• **Work request**: Output the entries below exactly as written, omitting pictures.

• **Extracted information**:
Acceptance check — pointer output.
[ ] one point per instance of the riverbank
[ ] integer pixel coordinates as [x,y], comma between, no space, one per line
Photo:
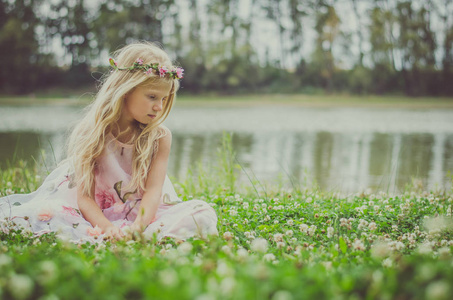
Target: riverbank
[321,101]
[273,244]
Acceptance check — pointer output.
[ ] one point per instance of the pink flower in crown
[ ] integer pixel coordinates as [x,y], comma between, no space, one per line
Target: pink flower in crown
[112,62]
[162,71]
[45,215]
[96,231]
[105,199]
[71,211]
[179,72]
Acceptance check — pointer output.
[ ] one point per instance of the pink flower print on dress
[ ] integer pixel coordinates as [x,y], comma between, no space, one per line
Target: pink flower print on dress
[162,71]
[118,208]
[105,199]
[96,231]
[45,215]
[179,72]
[71,211]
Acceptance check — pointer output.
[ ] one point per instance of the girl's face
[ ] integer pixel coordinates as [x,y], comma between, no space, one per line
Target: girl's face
[145,103]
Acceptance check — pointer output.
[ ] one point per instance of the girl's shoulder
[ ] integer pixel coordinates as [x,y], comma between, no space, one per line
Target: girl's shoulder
[165,131]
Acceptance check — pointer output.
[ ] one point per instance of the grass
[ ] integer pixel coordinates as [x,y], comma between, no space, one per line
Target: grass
[273,244]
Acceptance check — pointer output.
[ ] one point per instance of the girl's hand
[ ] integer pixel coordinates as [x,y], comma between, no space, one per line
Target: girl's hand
[113,233]
[136,227]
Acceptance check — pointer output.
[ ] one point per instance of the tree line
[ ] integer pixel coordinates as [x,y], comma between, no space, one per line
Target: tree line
[230,46]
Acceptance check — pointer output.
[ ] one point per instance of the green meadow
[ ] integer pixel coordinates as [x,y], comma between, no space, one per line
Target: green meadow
[273,243]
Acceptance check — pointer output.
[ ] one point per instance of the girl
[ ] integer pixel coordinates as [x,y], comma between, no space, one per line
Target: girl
[114,179]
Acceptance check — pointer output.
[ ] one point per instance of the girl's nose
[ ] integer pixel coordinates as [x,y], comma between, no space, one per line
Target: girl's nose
[158,106]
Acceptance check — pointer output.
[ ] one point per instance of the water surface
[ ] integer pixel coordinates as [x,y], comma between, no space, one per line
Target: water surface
[342,149]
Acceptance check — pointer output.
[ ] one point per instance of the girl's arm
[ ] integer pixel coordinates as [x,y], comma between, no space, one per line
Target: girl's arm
[154,183]
[93,214]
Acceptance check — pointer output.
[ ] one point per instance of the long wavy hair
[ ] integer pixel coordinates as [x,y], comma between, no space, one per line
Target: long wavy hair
[87,140]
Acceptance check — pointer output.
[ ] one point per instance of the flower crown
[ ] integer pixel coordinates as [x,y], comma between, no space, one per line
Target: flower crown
[175,73]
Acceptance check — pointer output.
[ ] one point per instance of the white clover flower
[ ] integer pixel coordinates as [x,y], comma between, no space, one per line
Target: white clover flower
[259,245]
[303,228]
[233,212]
[185,248]
[278,237]
[387,263]
[269,257]
[226,249]
[48,272]
[223,269]
[438,290]
[282,295]
[242,253]
[5,260]
[228,235]
[380,250]
[399,246]
[168,277]
[248,235]
[330,231]
[227,285]
[312,230]
[444,252]
[327,265]
[362,224]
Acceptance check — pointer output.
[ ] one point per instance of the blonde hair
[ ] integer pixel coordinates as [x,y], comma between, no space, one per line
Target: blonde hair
[87,140]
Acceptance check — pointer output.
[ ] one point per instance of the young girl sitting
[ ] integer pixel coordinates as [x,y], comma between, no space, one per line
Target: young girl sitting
[114,179]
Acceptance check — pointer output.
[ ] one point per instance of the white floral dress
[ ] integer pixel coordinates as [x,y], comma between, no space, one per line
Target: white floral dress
[53,206]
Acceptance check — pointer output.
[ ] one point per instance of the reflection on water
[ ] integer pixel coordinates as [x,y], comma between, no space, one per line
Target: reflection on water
[336,161]
[349,157]
[340,162]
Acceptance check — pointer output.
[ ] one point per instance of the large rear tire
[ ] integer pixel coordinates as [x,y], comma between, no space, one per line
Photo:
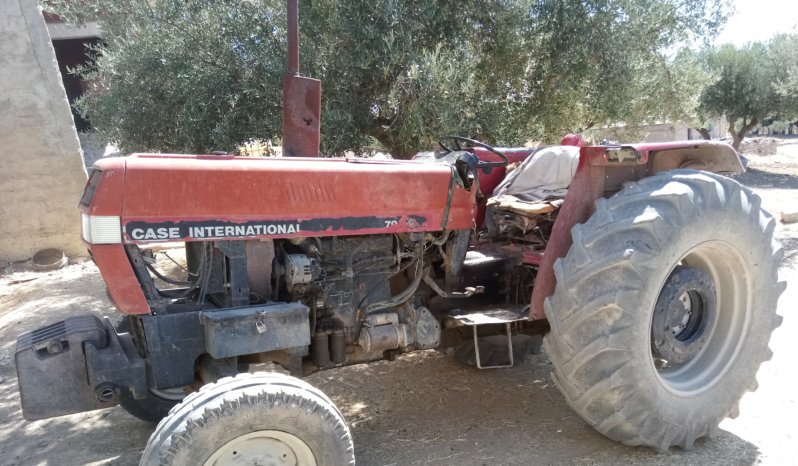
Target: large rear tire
[263,418]
[664,307]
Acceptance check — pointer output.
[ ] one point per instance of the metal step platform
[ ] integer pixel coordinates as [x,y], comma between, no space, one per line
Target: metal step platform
[495,315]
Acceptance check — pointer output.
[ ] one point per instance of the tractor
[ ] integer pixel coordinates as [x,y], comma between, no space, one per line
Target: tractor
[651,274]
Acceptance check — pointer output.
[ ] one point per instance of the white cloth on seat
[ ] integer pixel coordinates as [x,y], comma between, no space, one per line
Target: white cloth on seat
[546,174]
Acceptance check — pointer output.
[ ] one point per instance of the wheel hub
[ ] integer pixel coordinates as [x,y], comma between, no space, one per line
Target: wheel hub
[684,316]
[263,448]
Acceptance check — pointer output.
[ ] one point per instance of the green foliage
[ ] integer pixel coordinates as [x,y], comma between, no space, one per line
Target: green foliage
[204,75]
[754,84]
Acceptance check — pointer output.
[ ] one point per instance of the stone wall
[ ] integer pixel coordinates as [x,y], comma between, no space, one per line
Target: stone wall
[41,167]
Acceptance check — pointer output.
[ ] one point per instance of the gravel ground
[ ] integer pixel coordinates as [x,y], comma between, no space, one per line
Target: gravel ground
[425,408]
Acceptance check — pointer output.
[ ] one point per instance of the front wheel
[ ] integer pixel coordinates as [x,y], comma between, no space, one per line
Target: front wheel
[258,418]
[664,307]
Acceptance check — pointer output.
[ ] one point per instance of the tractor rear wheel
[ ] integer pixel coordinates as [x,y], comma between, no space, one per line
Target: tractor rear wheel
[261,418]
[663,308]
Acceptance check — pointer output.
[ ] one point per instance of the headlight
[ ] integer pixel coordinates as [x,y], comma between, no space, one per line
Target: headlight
[101,229]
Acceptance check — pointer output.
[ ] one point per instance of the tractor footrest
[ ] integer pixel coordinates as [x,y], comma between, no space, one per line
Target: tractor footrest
[505,315]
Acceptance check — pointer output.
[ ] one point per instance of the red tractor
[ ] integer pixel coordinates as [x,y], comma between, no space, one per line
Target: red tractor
[652,276]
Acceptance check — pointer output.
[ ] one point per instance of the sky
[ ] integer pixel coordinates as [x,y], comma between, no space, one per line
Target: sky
[759,20]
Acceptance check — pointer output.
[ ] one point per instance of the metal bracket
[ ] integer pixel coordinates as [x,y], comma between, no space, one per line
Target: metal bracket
[509,348]
[504,316]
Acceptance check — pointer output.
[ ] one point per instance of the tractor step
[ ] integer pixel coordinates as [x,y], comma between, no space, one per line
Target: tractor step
[502,315]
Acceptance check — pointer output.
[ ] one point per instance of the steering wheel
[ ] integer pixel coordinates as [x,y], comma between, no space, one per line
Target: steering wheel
[474,143]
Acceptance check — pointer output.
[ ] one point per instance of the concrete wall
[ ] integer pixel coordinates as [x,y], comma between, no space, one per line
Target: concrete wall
[41,165]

• **Result**:
Acceptance check — pointer output.
[ ] one point per instance of the riverbank
[ ] integer pixel coordinates as [x,y], comma between, no space, one per line
Photo:
Target: riverbank
[321,101]
[273,244]
Acceptance check — pointer output.
[ ] one point per instance of the pink flower in crown
[ ] integer pixel coordinates as [x,y], comma between, no space, one per line
Target: pink flower in crown
[112,62]
[162,71]
[45,215]
[96,231]
[105,199]
[71,211]
[179,72]
Acceptance check — pointer output.
[ ] one point per instance of the pink flower print on dress
[ ] integer pixel coordinates as [x,y], comma between, no space, one per line
Target: pink flower print on dress
[162,71]
[118,208]
[105,199]
[96,231]
[45,215]
[179,72]
[71,211]
Acceptance check — pointer output.
[ ] one point per instance of the girl's face
[ ] integer pixel coordinates as [x,y], comma between, no space, one per line
Target: girl's face
[145,103]
Acceptance check — pointer output.
[ ] one point per instance of the girl's shoulder
[ ] integer pixel coordinates as [x,y], comma between, no space, one per line
Target: girl's shoulder
[165,131]
Acceptance check — pointer output.
[ ] one point per instance of the grass
[ ] integer pixel coordinates as [x,y], comma between, no space, one per line
Target: grass
[273,244]
Acceptance check — pointer output.
[ ] one point per instance of the girl's hand
[ ] integer pixel coordinates as [x,y], comma between, no space, one per line
Target: girl's hand
[113,233]
[136,227]
Acceptance check — pointer output.
[ ] one point per instance of the tree line
[ ] integer pixel coordinates as [x,y], comma between, no space, one per line
Target: tree line
[230,46]
Acceptance check — pointer output.
[ ] one point per instance of the green meadow
[ ] integer pixel coordinates as [x,y], comma between, no space, one per line
Target: green meadow
[273,243]
Acceptance check — pointer output.
[ ] one point per instance of the girl
[ ] integer pixel coordinates as [x,y], comma between, no space, one per line
Target: girl
[114,179]
Acceptance check — pointer output.
[ ] one point per instance of the girl's nose
[ ] integer pixel coordinates as [x,y], comma between, no space, one per line
Target: girl's nose
[158,106]
Acceptance check — pointer output.
[ ] one point per instance of the water surface
[ ] integer pixel coordinates as [x,y], comma between, no space, one per line
Target: water surface
[342,149]
Acceptance check — pointer output.
[ ] one point per instance of the girl's arm
[ ] integer pixel coordinates as [x,y], comma between, no space, one per line
Target: girl's arm
[154,183]
[93,214]
Acceptance check — pointer output.
[ ] one point per instance of the long wavy hair
[ ] integer pixel coordinates as [x,y], comma between, no space, one per line
Target: long wavy hair
[87,140]
Acceptance check — pointer output.
[ ] one point per instance of the flower crown
[ ] integer pixel coordinates as [x,y], comma between, no space, one per line
Target: flower crown
[175,73]
Acceptance check — pointer output.
[ ] one point per instance of the white clover flower
[ ] integer pixel coordinates as [x,y], comma between, no space, one per line
Target: white clover flower
[259,245]
[303,228]
[233,212]
[185,248]
[278,237]
[387,263]
[269,257]
[226,249]
[48,272]
[223,269]
[438,290]
[282,295]
[242,253]
[5,260]
[228,235]
[380,250]
[399,246]
[168,277]
[248,235]
[330,231]
[227,285]
[312,230]
[444,252]
[327,265]
[362,224]
Acceptance check — pointer output.
[ ] one point per instance of the blonde hair
[ ] integer pixel coordinates as [x,y], comma between, no space, one per line
Target: blonde hair
[87,140]
Acceptance check — pointer output.
[ ] one point per instance of the young girl sitting
[ ] integer pixel coordinates as [x,y], comma between, no space, one per line
Target: young girl sitting
[114,179]
Acceptance check — pointer output.
[ ] one point per instance of the white floral dress
[ ] integer pixel coordinates as [x,y], comma between, no space, one per line
Target: white floral dress
[53,206]
Acceptance check — pointer output.
[ ] one point per instance of the reflection on water
[ ] integer pixel coordinates as [x,y], comma between, no space, one per line
Target: reflection on water
[336,161]
[349,157]
[340,162]
Acceptance check — pointer output.
[ ] one point per instance of the large rear tire
[ ] integer pixel coordinates as [x,y], comma between, no space, one per line
Photo:
Target: large rear tire
[263,418]
[664,307]
Acceptance check — pointer output.
[ ] one point per instance of the metal step platform
[ ] integer pixel coordinates as [x,y], comma between, no space, one per line
Target: metal step platform
[495,315]
Acceptance check — pointer output.
[ ] one point per instance of the tractor
[ ] integer pixel coordinates as [x,y], comma between, no space, one per line
Target: tractor
[651,274]
Acceptance check — pointer output.
[ ] one point per instance of the white cloth on seat
[ ] integer pixel coordinates as [x,y], comma between, no space, one per line
Target: white cloth on seat
[546,174]
Acceptance check — pointer output.
[ ] one point per instance of the wheel hub
[ ] integer pixel coordinates as [x,y], comma between, no space, one per line
Target: wheel hub
[684,316]
[263,448]
Acceptance check — pointer output.
[ ] one point per instance of the green foliage
[ ] integer pixel coordinates as [x,y], comma between, no space, one per line
Target: green foliage
[204,75]
[754,84]
Acceptance check — pointer output.
[ ] one point per instance of the stone wall
[ ] integer pixel coordinates as [x,y], comma between, no space, one per line
Target: stone wall
[41,167]
Acceptance check — pointer output.
[ ] one point per instance of the gravel ground
[ ] integer pixel coordinates as [x,y], comma between, no space, one per line
Target: gravel ground
[425,408]
Acceptance check — pointer output.
[ ] one point per instance of the front wheel
[ ] integer pixel coordinates as [x,y], comma between, no space, one per line
Target: front wheel
[258,418]
[664,307]
Acceptance check — pointer output.
[ ] one point per instance of the tractor rear wheel
[ ] integer pixel coordinates as [x,y], comma between, no space, one per line
Target: tractor rear wheel
[261,418]
[663,308]
Acceptance check — pointer output.
[ ] one point per instance of the headlight
[ ] integer pixel coordinates as [x,y], comma between, no space, one per line
Target: headlight
[101,229]
Acceptance check — pointer output.
[ ] one point per instance of the tractor footrest
[ ] integer pixel coordinates as [x,y], comma between, no space, one per line
Target: tractor footrest
[505,315]
Acceptance check — pointer output.
[ ] one point per instance of the red tractor
[ ] integer pixel coordinates as [x,y], comma between, no space, one per line
Target: red tractor
[652,276]
Acceptance check — pointer output.
[ ] one point per instance of the sky
[ ] integer pixel coordinates as [x,y], comma between, no space, one per line
Target: sky
[759,20]
Acceptance check — pointer output.
[ ] one point per instance of the metal bracket
[ ] integer pixel coordinates as [x,y], comma between, no space, one per line
Target: metal bracket
[509,348]
[504,316]
Acceptance check — pointer output.
[ ] one point per instance of the tractor step
[ ] integer pixel coordinates as [x,y], comma between, no space, one per line
Target: tractor step
[502,315]
Acceptance check — pointer output.
[ ] one point per instance of the steering wheel
[ ] integer pixel coordinates as [x,y], comma between, no space, one per line
Target: steering wheel
[474,143]
Acceptance check — pointer output.
[ ] one point per instance of the concrete wall
[ ] integer pixel coordinates as [x,y], comma between, no space, one per line
Target: concrete wall
[41,165]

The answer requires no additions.